» **SOURCE DOCUMENT**
....
Tuesday, July 25, 2006

A Miracle Healing In Our Church

I won't name names--and I deleted any full names in the following account--cause this was one of those "pass this around" emails from my church. The gal healed is the one I usually sit nearby when Recluse Mir goes now and then to Clash Church. Hubby serves on the worship team there, since we moved away from our wee Southern Baptist church of many years.

Anyway, this is not a fable. This is a professional, Christian woman who was, indeed, in a bad vehicular accident recently and left in a condition of chronic pain and immobility. The church had been praying for her since her injury occurred.

Anyway, may her words give hope to others (like me) in a situation of illness:
 
I've been contemplating how to spread the word about my healing, because I know it will bring hope and encouragement to others in need of God's healing power. I've been ranting and raving to everyone who makes the mistake of asking how I'm doing, and I figured I needed to let those who've prayed with and for me to know that God hears and answers prayers. So, please help me tell my story.

As I mentioned when we last spoke, I experienced a miraculous healing last Monday morning (July 17th), and every bulging/herniated disc in my spinal column, every headache, numbness in my arm, twitching of my eyes, and neck/shoulder pain is gone! -- Praise be to Almighty God!

I experienced tremendous pain the weekend prior to my healing, and my last doctor's visit that Friday wasn't very encouraging. The doctor said he would have to come up with another treatment plan, because it appeared I had some neurological damage -- Naturally, I freaked out. I had immediate thoughts of somehow ending up in a wheelchair or crippled. So, I came home loaded up on Percocet with an extra Vicodin for good measure and started crying.

The pain was so bad I called my sister in Canada and my mom in Jamaica, and had them pray with me on the phone. The pain in my neck and head was so intense, I blinked uncontrollably and could neither turn my neck nor look down. The entire weekend was like that -- HELL!

On Monday the 17th, I got up and took Cory to camp...I wanted to spend the day praying and being close to God. I showered and popped in a CD (entitled Healing Scriptures) that Valerie had given me. The Narrator quoted what seemed like every scripture in the Bible on healing, and asked the listener to repeat a prayer and claim God's healing. It ended with some Praise and Worship songs.

After approximately 10 minutes, I felt something likened to an electrical jolt hit my right shoulder. It was just enough to get my attention. WITHIN SECONDS EVERY PAIN DISAPPEARED FROM MY BODY AND HAS NOT RETURNED!
....
» **DATA**
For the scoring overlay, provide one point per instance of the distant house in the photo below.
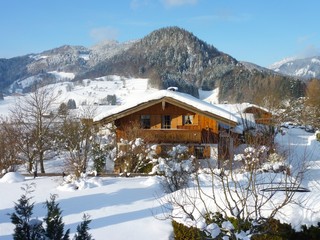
(249, 114)
(170, 117)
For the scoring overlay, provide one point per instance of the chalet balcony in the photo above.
(182, 136)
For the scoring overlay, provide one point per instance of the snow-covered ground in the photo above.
(129, 208)
(120, 208)
(94, 92)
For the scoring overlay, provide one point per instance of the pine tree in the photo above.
(82, 229)
(53, 220)
(99, 158)
(25, 227)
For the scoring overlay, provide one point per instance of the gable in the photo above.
(163, 97)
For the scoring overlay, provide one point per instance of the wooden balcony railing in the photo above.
(174, 136)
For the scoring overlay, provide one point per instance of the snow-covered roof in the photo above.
(184, 98)
(240, 108)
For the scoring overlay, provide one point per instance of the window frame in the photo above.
(145, 121)
(166, 122)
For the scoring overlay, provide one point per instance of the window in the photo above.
(145, 121)
(199, 152)
(166, 121)
(187, 119)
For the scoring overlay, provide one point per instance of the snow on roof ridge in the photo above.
(182, 97)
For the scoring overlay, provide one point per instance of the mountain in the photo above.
(169, 56)
(20, 73)
(305, 68)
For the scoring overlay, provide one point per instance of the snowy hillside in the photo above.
(305, 68)
(132, 208)
(95, 92)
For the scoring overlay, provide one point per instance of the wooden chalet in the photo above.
(170, 118)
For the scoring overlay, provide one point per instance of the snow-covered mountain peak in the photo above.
(305, 68)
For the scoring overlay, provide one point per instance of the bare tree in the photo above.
(76, 137)
(249, 191)
(33, 116)
(8, 147)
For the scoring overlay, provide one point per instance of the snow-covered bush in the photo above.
(176, 168)
(28, 227)
(134, 156)
(318, 135)
(252, 157)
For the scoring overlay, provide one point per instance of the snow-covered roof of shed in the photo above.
(178, 96)
(240, 108)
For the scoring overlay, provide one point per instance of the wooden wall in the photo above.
(200, 128)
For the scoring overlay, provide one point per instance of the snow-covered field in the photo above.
(129, 208)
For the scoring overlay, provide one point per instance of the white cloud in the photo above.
(104, 33)
(177, 3)
(136, 4)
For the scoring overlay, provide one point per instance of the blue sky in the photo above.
(257, 31)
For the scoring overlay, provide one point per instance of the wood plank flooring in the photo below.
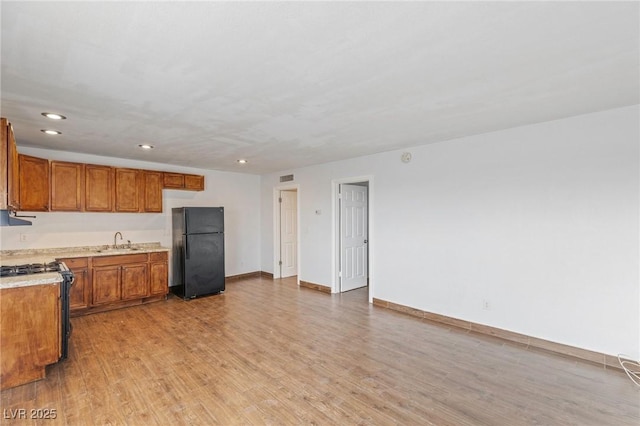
(268, 352)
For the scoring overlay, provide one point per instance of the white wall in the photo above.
(541, 221)
(237, 193)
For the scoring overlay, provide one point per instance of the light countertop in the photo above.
(21, 257)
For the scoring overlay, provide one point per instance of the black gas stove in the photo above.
(65, 288)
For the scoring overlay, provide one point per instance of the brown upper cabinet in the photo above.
(34, 176)
(127, 193)
(67, 186)
(98, 195)
(194, 182)
(37, 184)
(183, 181)
(173, 180)
(9, 173)
(152, 182)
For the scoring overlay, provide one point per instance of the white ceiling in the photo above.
(290, 84)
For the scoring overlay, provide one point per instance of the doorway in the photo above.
(288, 262)
(286, 254)
(352, 230)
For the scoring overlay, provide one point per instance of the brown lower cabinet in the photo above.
(109, 282)
(29, 333)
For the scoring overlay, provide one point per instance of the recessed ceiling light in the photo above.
(54, 116)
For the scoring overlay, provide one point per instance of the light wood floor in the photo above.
(267, 352)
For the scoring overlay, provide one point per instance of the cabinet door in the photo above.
(152, 192)
(34, 183)
(106, 284)
(194, 182)
(30, 333)
(159, 278)
(79, 295)
(135, 281)
(13, 175)
(66, 186)
(127, 190)
(98, 188)
(173, 180)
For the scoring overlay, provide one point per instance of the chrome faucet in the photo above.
(115, 245)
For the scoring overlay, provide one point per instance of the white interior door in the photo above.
(353, 237)
(288, 233)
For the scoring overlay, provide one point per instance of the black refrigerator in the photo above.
(198, 251)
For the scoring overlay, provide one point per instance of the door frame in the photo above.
(335, 231)
(276, 229)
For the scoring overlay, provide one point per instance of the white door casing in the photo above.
(353, 236)
(288, 233)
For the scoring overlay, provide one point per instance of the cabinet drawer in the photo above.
(120, 259)
(76, 262)
(158, 256)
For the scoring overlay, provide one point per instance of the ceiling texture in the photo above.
(291, 84)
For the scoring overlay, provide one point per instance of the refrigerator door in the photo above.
(203, 220)
(203, 264)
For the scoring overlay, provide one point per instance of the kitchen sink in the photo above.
....
» **WHAT IS REQUIRED**
Continue the blog post about the church member's healing from the point where it stops. The records are unrelated to the blog post about the church member's healing and are included only as separate material.

» **EXERCISE RESPONSE**
I went from popping narcotic pain-killers and a muscle relaxer 4 times a day to not even needing an aspirin. My body feels like it did when I was a youngster and ran the 100m and 200m....my bum knee that was injured when I ran track is completely pain-free....my headache is outta here....the numbness in my right arm is history...I can turn my head in every direction painlessly...I AM HEALED!

I have told so many people, I think they may start avoiding me. But, I have a reason to give thanks to God and give him ALL the glory! I want folks to know medicine failed and the God of Israel hit a home-run in my life.

Please shoot this email out to anyone who may need a reminder that God is the Great Physician, and is still in the miracle-working business.

4 comments:

Anonymous said...

My biggest problem with this kind of thing is all milions of good people whose suffering "god" has not seen fit to alleviate.

Chris

Mirtika said...

Chris, but you're not God and you don't get to decide. :)

That's what I've had to learn after years of praying and not being healed. Why not? Why does God heal some and not all.

I can only conclude: Cause it's His universe and He knows all the ramification. ALL of them. he knows ALL possible outcomes from all actions. And perhaps whatever I need to learn I've had to learn this way.

Do I know. No. But I have to accept God as He is, not in the image of what I would create Him to be. It's not easy, but truth never is.

It suffices that I can rejoice when someone else's healing comes. And it helps to know that suffering is for a season. Eternity will be bliss for me, even if the temporal has bumps and bruises.

Mir

Anonymous said...

...He knows all the ramification. ALL of them. he knows ALL possible outcomes from all actions.

In that case, I'm glad I'm not god. I like mystery and uncertainty. I like challenge. I'd be bored stupid in his shoes. No wonder he's so meddlesom.

Or are you just saying, don't play checkers with him?

Mirtika said...

Oh, play checkers with Him, but enjoy the game, not the win, cause you won't. :)

I wish He were more meddlesome. I think.